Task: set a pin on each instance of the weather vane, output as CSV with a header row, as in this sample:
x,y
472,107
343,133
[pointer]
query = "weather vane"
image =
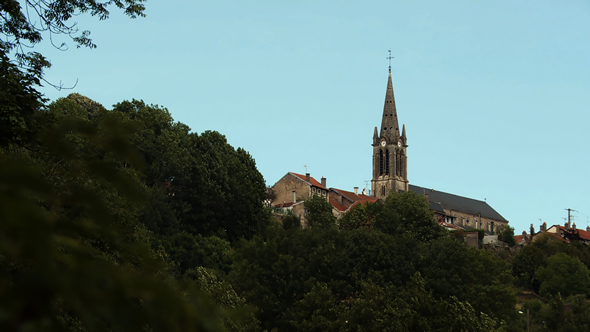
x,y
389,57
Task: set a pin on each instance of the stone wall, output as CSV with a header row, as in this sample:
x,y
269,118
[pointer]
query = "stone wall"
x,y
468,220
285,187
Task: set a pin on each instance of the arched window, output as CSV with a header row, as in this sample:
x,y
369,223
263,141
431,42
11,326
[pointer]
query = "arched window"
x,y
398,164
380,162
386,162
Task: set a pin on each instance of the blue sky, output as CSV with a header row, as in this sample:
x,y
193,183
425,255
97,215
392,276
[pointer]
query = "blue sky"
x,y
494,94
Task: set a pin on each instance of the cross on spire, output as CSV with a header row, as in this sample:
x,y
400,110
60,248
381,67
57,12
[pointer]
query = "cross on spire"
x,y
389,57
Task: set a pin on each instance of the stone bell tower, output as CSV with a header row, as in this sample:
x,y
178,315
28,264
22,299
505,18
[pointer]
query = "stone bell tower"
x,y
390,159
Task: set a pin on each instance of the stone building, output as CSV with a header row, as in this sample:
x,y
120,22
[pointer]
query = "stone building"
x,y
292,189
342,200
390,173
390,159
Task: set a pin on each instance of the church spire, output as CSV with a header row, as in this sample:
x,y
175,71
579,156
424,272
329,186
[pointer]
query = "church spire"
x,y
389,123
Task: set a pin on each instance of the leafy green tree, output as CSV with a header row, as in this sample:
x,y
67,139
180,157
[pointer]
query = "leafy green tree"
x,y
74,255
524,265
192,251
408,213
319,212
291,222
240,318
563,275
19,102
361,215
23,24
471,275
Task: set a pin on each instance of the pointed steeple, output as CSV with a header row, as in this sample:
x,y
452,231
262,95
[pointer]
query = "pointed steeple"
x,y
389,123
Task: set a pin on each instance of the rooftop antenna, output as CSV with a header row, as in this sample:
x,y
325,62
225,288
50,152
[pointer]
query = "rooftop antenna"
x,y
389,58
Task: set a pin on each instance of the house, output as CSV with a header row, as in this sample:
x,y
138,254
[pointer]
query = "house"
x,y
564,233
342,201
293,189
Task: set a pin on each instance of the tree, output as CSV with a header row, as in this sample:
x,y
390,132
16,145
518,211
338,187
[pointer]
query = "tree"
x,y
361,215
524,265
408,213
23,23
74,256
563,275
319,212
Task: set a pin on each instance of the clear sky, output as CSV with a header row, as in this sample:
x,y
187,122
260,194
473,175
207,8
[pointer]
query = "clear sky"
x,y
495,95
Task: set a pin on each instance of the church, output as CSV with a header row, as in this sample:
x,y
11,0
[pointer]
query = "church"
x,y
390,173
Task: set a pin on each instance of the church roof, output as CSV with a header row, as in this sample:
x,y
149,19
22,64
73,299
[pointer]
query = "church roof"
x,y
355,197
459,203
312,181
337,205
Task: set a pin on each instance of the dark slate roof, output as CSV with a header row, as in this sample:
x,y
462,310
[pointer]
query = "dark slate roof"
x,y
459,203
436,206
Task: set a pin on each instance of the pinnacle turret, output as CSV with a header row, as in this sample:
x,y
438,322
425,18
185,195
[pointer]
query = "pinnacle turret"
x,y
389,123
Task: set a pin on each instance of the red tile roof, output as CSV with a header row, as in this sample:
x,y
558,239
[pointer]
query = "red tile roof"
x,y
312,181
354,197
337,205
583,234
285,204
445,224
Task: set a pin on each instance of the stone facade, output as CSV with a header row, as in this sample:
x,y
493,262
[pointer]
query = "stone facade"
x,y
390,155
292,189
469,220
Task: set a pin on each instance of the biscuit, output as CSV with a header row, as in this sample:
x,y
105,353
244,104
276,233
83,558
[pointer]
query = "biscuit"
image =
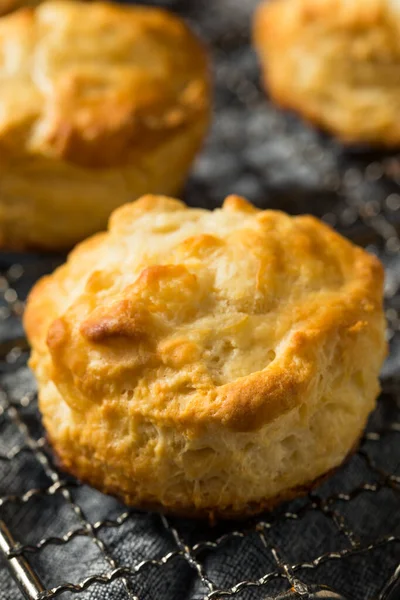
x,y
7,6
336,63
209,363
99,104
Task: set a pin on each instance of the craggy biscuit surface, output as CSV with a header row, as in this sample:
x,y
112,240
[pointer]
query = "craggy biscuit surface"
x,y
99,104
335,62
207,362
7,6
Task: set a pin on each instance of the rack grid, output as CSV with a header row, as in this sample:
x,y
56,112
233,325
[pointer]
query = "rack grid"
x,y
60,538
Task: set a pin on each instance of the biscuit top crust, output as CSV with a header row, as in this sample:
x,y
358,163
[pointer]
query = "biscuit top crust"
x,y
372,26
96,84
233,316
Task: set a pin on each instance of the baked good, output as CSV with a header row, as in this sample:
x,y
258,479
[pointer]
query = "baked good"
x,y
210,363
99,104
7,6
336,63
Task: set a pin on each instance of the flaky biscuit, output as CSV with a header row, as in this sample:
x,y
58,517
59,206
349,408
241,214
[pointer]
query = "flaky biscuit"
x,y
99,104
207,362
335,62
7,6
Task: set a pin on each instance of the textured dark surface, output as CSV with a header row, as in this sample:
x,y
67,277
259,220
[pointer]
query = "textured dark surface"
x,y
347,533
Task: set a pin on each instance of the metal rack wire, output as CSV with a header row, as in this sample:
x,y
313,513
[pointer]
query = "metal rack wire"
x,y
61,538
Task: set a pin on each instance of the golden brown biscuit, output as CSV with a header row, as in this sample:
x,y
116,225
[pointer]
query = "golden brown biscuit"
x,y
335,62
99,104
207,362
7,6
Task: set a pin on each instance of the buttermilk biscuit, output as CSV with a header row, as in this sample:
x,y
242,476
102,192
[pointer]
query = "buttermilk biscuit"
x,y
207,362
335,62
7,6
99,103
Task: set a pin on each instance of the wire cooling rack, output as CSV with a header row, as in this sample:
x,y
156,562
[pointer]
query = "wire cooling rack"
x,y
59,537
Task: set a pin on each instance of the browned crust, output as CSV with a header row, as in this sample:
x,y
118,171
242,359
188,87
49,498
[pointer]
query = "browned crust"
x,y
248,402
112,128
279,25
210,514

━━━━━━━━

■ Objective
Quote, word for word, every line starting at the one that contains "Task: set a pin on each instance of the flaky" and ending with the final line of the entries.

■ The output
Task: set a pin on each instance of the flaky biscuit, output as CSV with a header row, as in this sample:
x,y
58,517
59,206
349,408
241,214
[pointer]
query = "flaky biscuit"
x,y
99,104
207,362
335,62
7,6
Task: set a pin on each instance of the textured dark surface, output as CSV with a header row, as in this sample:
x,y
67,277
259,220
[pointer]
query = "textured dark surface"
x,y
347,533
Task: set a pin on each instance of the metal rack wire, output as CSV with a header row, as in this sample:
x,y
313,513
[pointer]
query = "metal rack wire"
x,y
61,538
Task: set a pin on each instance of the golden brown biscuit, output as CSV with a header row, as in this sample:
x,y
116,225
[pointer]
query = "golden brown biscuit"
x,y
335,62
99,104
207,362
7,6
Task: set a pin on each instance of the buttermilk biscuit, output as CSV with a header row, as in this sample:
x,y
242,476
102,192
[pointer]
query = "buttermilk biscuit"
x,y
207,362
335,62
7,6
99,103
Task: set a pin on each instance of the wire cooling rack, output as CSV with a header row, as in this sample:
x,y
156,562
[pointer]
query = "wire cooling rack"
x,y
59,537
Task: set a pin on each instance of the browned crust, output as CSV with a header row, as in this sample:
x,y
118,171
242,359
188,87
49,498
[pointer]
query = "browned crust"
x,y
248,402
112,128
279,25
210,514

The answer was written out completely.